### Task objective:
Copy the passage on regression assumptions below word for word, from its heading to its final line.

I. Gaus-Markov Conditions
There are five assumptions in the Gaus-Markov
theorem, which are used to assure that the coefficient estimates are
BLUE, BLUE being an acronym for “Best Linear Unbiased Estimator.” The
five assumptions are:
1. Random
Sample 2. Linear in
Parameter 3. Zero-Conditional
Mean 4. No Perfect
Collinearity 5.
Homoskedacity The random sample assumption
is necessary so our estimates aren’t skewed in one direction. For
example, were we to investigate the impact of exercise on cardiovascular
health, but our sample only included unhealthy individuals who don’t
exercise, including training in their daily routine would have much more
significant effects on them than on the rest of the population,
potentially biasing the estimates.
The second assumption requires the slope coefficients in our
regression equation to be linear in parameter. This means that all
\(\beta\)s have to be to the power of one.
That is not to say that the variables have to be linear, but the slope
coefficients have to be linear.
The Zero Conditional Mean is
perhaps the most important assumption. It dictates that the variables we
are use cannot be correlated with any other factors outside of the model
that would impact our dependent variable. For example, if we ran a
regression such as:
\(Future\) \(Income_{i}\) \(=\) \(\beta_{0}\) \(+\) \(\beta_{1}\) \(Education_{i}\)\(+\)\(\epsilon_{i}\)

Data records
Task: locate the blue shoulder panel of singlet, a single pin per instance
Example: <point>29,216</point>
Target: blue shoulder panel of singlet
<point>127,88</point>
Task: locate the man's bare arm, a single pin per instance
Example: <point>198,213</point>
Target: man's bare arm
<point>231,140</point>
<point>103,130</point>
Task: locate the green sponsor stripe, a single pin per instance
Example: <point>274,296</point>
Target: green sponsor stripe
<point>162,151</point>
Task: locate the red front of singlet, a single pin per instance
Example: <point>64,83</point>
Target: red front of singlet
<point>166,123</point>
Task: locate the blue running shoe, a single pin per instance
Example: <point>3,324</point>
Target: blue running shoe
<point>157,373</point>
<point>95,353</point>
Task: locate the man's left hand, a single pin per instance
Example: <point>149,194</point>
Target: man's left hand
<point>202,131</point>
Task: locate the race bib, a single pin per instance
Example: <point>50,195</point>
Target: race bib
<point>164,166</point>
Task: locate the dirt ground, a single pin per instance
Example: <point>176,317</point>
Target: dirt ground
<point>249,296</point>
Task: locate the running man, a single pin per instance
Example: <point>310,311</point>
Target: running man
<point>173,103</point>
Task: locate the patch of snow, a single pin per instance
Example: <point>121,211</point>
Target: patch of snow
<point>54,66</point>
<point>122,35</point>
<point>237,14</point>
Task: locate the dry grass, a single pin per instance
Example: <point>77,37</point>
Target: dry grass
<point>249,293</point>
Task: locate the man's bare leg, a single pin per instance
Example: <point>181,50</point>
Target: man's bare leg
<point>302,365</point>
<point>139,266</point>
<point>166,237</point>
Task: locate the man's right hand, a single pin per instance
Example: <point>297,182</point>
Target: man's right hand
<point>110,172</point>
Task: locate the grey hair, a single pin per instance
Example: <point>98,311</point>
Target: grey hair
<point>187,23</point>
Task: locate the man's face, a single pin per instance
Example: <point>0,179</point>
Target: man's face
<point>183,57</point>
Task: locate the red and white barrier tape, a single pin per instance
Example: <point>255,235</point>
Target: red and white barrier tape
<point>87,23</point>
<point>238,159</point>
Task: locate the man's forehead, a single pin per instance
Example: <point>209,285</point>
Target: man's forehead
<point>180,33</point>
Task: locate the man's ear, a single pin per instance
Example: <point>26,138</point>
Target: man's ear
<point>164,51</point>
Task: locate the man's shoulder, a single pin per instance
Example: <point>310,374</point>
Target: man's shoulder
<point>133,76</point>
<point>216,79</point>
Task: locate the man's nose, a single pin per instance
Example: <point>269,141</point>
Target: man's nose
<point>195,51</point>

### Problem solution:
I. Gaus-Markov Conditions
There are five assumptions in the Gaus-Markov
theorem, which are used to assure that the coefficient estimates are
BLUE, BLUE being an acronym for “Best Linear Unbiased Estimator.” The
five assumptions are:
1. Random
Sample 2. Linear in
Parameter 3. Zero-Conditional
Mean 4. No Perfect
Collinearity 5.
Homoskedacity The random sample assumption
is necessary so our estimates aren’t skewed in one direction. For
example, were we to investigate the impact of exercise on cardiovascular
health, but our sample only included unhealthy individuals who don’t
exercise, including training in their daily routine would have much more
significant effects on them than on the rest of the population,
potentially biasing the estimates.
The second assumption requires the slope coefficients in our
regression equation to be linear in parameter. This means that all
\(\beta\)s have to be to the power of one.
That is not to say that the variables have to be linear, but the slope
coefficients have to be linear.
The Zero Conditional Mean is
perhaps the most important assumption. It dictates that the variables we
are use cannot be correlated with any other factors outside of the model
that would impact our dependent variable. For example, if we ran a
regression such as:
\(Future\) \(Income_{i}\) \(=\) \(\beta_{0}\) \(+\) \(\beta_{1}\) \(Education_{i}\)\(+\)\(\epsilon_{i}\)